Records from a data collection

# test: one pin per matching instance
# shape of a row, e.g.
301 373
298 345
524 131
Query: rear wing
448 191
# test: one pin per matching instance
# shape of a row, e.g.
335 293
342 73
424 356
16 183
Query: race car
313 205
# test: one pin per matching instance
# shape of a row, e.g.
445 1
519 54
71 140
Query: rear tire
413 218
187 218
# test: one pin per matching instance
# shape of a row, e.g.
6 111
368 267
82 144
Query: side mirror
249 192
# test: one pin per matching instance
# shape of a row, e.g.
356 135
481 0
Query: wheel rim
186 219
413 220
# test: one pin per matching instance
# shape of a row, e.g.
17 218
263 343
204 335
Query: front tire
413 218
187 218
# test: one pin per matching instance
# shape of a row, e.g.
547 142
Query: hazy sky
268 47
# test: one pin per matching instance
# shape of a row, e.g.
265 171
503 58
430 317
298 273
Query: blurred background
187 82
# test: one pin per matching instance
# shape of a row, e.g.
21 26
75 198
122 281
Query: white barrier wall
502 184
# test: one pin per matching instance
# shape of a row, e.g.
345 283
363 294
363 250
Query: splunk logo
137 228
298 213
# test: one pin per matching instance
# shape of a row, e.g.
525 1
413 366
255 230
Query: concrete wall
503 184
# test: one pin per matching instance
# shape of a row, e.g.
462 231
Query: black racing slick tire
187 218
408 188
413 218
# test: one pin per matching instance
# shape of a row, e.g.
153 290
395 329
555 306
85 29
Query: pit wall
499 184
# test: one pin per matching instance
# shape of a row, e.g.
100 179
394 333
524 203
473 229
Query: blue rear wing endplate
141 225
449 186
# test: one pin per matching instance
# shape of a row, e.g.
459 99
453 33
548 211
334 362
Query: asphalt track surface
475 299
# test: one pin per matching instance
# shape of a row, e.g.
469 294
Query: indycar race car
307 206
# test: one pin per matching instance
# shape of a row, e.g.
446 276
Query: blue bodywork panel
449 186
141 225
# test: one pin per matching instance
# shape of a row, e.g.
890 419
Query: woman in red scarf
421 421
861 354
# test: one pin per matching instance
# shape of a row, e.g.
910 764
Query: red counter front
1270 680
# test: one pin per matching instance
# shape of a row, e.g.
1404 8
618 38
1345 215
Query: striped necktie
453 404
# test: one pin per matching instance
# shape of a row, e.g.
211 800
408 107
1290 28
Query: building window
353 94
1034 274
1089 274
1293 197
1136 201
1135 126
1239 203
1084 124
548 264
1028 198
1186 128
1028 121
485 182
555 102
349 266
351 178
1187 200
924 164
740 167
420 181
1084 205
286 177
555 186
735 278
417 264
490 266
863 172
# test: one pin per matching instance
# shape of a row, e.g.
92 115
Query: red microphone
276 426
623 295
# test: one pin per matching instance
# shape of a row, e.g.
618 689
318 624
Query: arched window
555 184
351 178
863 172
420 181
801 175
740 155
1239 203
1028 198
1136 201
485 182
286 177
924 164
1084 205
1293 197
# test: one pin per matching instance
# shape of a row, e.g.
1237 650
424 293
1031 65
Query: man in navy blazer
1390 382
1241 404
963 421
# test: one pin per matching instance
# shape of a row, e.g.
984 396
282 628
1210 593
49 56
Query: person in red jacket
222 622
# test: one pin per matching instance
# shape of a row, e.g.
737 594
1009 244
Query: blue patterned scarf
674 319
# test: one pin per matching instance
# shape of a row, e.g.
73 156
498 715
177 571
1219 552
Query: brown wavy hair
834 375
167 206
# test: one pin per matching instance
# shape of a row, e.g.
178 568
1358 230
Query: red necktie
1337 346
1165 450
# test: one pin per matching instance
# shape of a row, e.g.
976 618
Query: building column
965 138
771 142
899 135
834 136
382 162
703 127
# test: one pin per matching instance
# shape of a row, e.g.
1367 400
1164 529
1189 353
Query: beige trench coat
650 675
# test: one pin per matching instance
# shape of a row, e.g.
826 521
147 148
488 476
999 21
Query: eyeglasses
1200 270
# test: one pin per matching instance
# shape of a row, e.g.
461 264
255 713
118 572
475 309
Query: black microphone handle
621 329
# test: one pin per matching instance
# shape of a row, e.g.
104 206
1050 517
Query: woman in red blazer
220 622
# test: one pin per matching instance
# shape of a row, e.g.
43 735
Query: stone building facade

Your task
Retype the data in full and match it exactly.

Final result
# test: one pin per matching instance
# shape of a row, e.g.
301 373
298 345
524 131
Query: rear wing
448 191
# test: one pin per matching instance
# shape of a row, e.g.
335 293
342 73
424 356
16 183
Query: race car
313 205
# test: one pin per matching instance
# shape of a row, e.g.
445 1
519 54
71 140
Query: rear tire
413 218
187 218
# test: one pin per matching instance
# shape of a row, e.g.
6 111
368 267
82 144
Query: side mirror
249 192
# test: one pin per matching instance
# shape of a row, e.g.
356 135
481 0
Query: wheel rim
186 219
413 220
# test: one pin per matching instance
# shape of a row, e.g.
17 218
263 343
204 335
Query: front tire
413 218
187 218
# test: one pin per matching instance
# shape of a row, e.g.
547 142
Query: hazy sky
268 47
# test: one pin per matching instance
# shape of a row, e.g.
265 171
503 58
430 317
298 273
Query: blurred background
187 82
# test: one pin per matching instance
# shape of a row, e.g.
21 26
75 198
122 281
Query: white barrier wall
502 184
# test: one pin per matching instance
# shape of a row, e.g.
345 283
363 294
363 250
Query: splunk logo
137 228
298 213
# test: one pin per matching instance
# shape of a row, e.g.
525 1
413 366
255 230
Query: concrete wall
503 184
# test: one pin per matching instance
# shape of a row, e.g.
462 231
Query: black racing slick tire
187 218
408 188
413 218
# test: one pin per matching instance
# shape of a row, e.g.
153 290
395 329
555 306
85 29
Query: pit wall
499 184
# test: one pin per matching instance
# shape of a row, e.g.
100 179
394 333
524 203
473 229
Query: blue rear wing endplate
141 225
449 186
# test: one pin per matching instance
# shape of a row, e.g.
459 99
453 33
548 211
334 362
Query: asphalt track surface
475 299
# test: one pin per matching instance
# shape of a row, e.g.
469 294
Query: indycar race car
307 206
# test: one pin per matching instance
# shape of a row, e.g.
446 276
Query: blue bodywork panel
449 186
141 225
# test: one pin per matching instance
# shape of a row, e.g.
890 419
Query: woman in red scarf
421 421
861 354
# test: one pin per matching instance
# shape of a row, e.g.
910 764
Query: red counter front
1270 680
# test: one pin per matching instance
# shape of a row, e.g.
1404 8
618 38
1345 215
Query: striped necktie
453 404
# test: one pin per matching instance
# shape of a row, e.g.
211 800
408 107
1290 28
Query: building window
353 94
1034 274
1089 274
1293 197
1136 201
1135 126
1239 203
1084 124
548 264
1028 198
1186 128
1028 121
485 182
555 102
349 266
351 178
1187 200
924 164
740 167
420 181
1084 205
286 177
555 186
735 278
417 264
490 266
863 172
# test: one pin per matching instance
# shape of a row, e.g.
92 115
Query: red microphone
276 426
623 295
# test: one pin per matching instance
# shape of a row, e.g.
618 689
318 624
Query: arched window
555 184
351 178
863 172
420 181
801 175
740 155
1239 203
1028 198
1136 201
485 182
286 177
924 164
1084 205
1293 197
# test: one pin per matching instance
# shape of a row, e.g.
1237 650
424 293
1031 65
Query: man in navy blazer
1390 382
1241 404
963 421
# test: one pin per matching instance
# shape of a row, e.g.
984 396
282 628
1210 593
49 56
Query: person in red jacket
222 622
# test: one pin per matching instance
# shape of a row, e.g.
737 594
1009 244
Query: blue patterned scarf
674 319
# test: one pin per matching instance
# shape of a row, e.g.
73 156
498 715
177 571
1219 552
Query: brown wavy hair
834 375
167 206
# test: one pin per matching instance
# shape of a row, e.g.
178 568
1358 230
Query: red necktie
1337 346
1165 450
# test: one pin per matching instance
# shape of a row, e.g.
976 618
Query: building column
965 138
771 142
899 135
834 136
382 162
703 127
# test: one pin per matching instance
# shape of a row, e.g.
1367 400
1164 529
1189 353
Query: beige trench coat
650 675
# test: one pin per matching instance
# shape of a row, e.g.
826 521
147 148
488 476
999 21
Query: eyeglasses
1200 270
# test: one pin per matching instance
# shape of a row, e.g.
461 264
255 713
118 572
475 309
Query: black microphone handle
621 329
# test: one pin per matching instance
# shape of a row, e.g.
104 206
1050 517
Query: woman in red blazer
220 622
# test: one pin per matching instance
# shape of a row, e.g.
43 735
Query: stone building facade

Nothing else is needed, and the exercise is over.